• _Required task_
Output the lines of the entries below beginning at the one with "Identify the distant coastline" and ending with the last, exactly as written and without pictures.

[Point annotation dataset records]
****************************************
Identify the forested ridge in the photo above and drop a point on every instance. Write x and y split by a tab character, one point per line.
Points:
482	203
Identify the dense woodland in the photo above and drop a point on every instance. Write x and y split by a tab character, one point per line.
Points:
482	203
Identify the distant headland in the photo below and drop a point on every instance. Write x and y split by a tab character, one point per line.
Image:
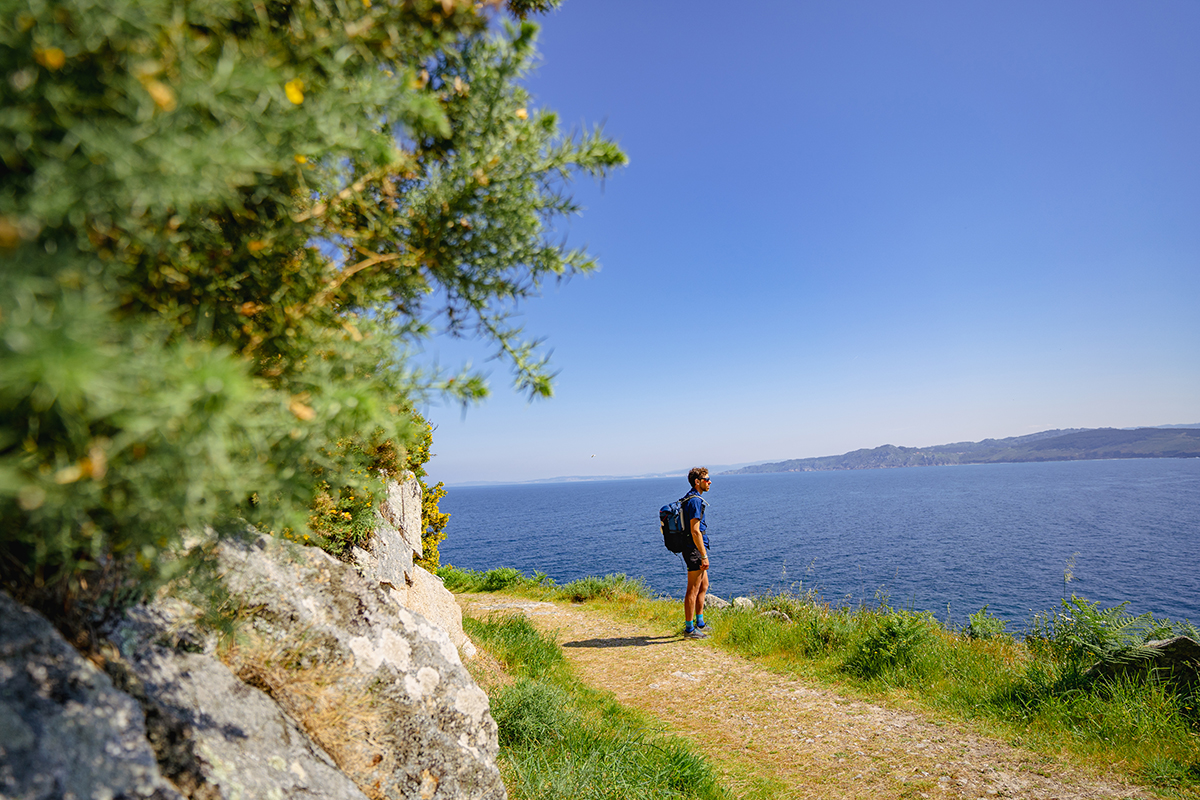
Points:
1071	444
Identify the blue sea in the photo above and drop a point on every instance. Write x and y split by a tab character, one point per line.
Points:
949	540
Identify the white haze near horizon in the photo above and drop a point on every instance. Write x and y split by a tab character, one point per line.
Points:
844	227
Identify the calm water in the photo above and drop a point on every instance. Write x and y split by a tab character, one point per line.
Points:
933	539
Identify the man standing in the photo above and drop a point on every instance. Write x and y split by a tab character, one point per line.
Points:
695	554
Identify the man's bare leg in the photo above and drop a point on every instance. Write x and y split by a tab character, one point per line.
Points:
695	578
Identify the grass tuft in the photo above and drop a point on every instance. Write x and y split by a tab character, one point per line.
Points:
561	739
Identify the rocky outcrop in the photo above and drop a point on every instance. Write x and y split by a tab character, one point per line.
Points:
438	737
328	683
388	559
65	732
213	734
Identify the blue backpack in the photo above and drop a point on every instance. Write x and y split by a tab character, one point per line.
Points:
676	535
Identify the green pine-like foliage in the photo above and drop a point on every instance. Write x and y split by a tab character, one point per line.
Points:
223	227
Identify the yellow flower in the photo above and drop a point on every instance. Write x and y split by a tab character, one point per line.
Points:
294	90
51	58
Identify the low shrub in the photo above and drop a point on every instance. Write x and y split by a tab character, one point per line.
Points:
898	644
517	644
611	587
983	625
532	713
561	739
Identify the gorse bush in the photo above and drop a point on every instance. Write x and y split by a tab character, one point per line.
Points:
532	713
225	224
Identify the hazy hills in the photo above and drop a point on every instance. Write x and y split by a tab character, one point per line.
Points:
1072	444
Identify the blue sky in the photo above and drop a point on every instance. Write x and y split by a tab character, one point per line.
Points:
859	223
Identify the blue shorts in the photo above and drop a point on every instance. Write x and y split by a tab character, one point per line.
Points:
691	555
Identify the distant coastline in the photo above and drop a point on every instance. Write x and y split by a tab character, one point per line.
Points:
1071	444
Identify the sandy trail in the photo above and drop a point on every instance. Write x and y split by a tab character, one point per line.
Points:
813	743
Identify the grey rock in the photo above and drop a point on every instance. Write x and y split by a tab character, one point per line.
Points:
429	597
65	731
388	559
439	723
396	537
214	735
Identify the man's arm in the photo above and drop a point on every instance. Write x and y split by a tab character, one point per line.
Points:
699	539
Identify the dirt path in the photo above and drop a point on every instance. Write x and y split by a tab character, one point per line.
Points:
757	726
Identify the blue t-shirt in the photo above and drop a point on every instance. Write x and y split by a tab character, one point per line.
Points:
694	509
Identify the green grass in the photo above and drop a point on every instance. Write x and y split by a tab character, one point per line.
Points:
1035	692
563	740
610	587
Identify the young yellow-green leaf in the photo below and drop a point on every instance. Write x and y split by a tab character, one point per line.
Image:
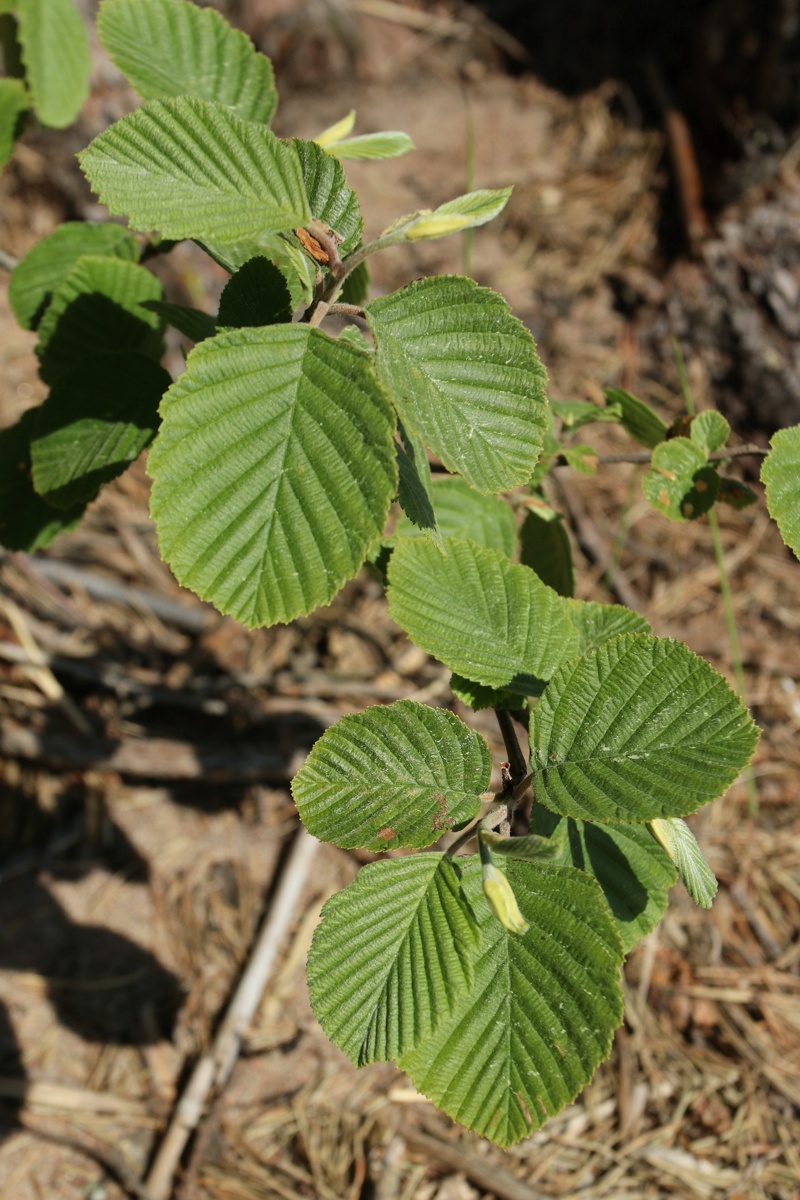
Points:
257	294
392	957
480	615
296	443
464	375
680	844
709	431
781	478
95	423
638	729
637	418
191	168
55	52
14	103
597	623
394	775
173	48
463	513
679	484
541	1012
26	522
48	263
633	871
545	547
98	306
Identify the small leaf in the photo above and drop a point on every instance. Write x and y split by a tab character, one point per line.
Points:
463	513
388	144
13	106
298	443
256	295
464	375
192	323
680	844
597	623
97	307
781	478
637	418
95	423
476	612
48	263
26	522
638	729
191	168
541	1012
392	957
545	547
709	431
394	775
678	483
173	48
55	52
633	871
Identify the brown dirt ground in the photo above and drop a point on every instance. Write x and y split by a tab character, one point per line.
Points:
138	871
****************************************
• _Exercise response_
Identify the distant coastline in the photo above and drop a point on every instance. Write x and y split by a tab character, one point per line.
Points:
1071	444
Identify the sandy trail in the photo above and drop a point on every instance. Write x and y split by a tab character, one point per line.
Points:
813	743
Identify the grey rock in the photo above and drop a point on every instance. Write x and y split by a tab character, one point per line.
Points:
429	597
65	731
388	559
439	723
396	537
214	735
Identify the man's arm in the photo above and drop a point on every instance. Write x and y split by a tab character, one point per line.
Points:
699	539
Identify the dirt path in the photo above and drop a point on every instance. Write x and y split by a tab character, one point per line.
Points:
757	726
Identify the blue t-shirt in the photo above and drop a point on every instance. Write x and y split by a tab character, one point per line.
Points:
694	509
Identify the green grass in the photo above and drop a point on every instance. Write x and y split by a tab character, one point per line.
Points:
1035	692
563	740
610	587
Identify the young yellow-green leaf in the photo below and drop a point on every instance. Write x and y split by a tab character, one point per line.
Image:
Points:
257	294
392	957
480	615
296	443
464	375
680	844
709	431
781	478
95	423
638	729
637	418
191	168
55	52
14	103
597	623
394	775
173	48
463	513
679	484
541	1012
26	522
48	263
633	871
545	547
98	306
Identify the small leaf in the photo above and drop a point on every instance. Write x and y split by a tab character, one point per line.
Points:
463	513
388	144
13	106
298	443
256	295
464	375
192	323
680	844
597	623
97	307
781	478
637	418
95	423
476	612
48	263
26	522
638	729
191	168
541	1012
392	957
545	547
709	431
394	775
678	483
173	48
55	52
633	871
Identify the brown dirt ground in the photo above and drop a point on every instance. Write x and y split by a tab character, one point per line.
Points:
138	871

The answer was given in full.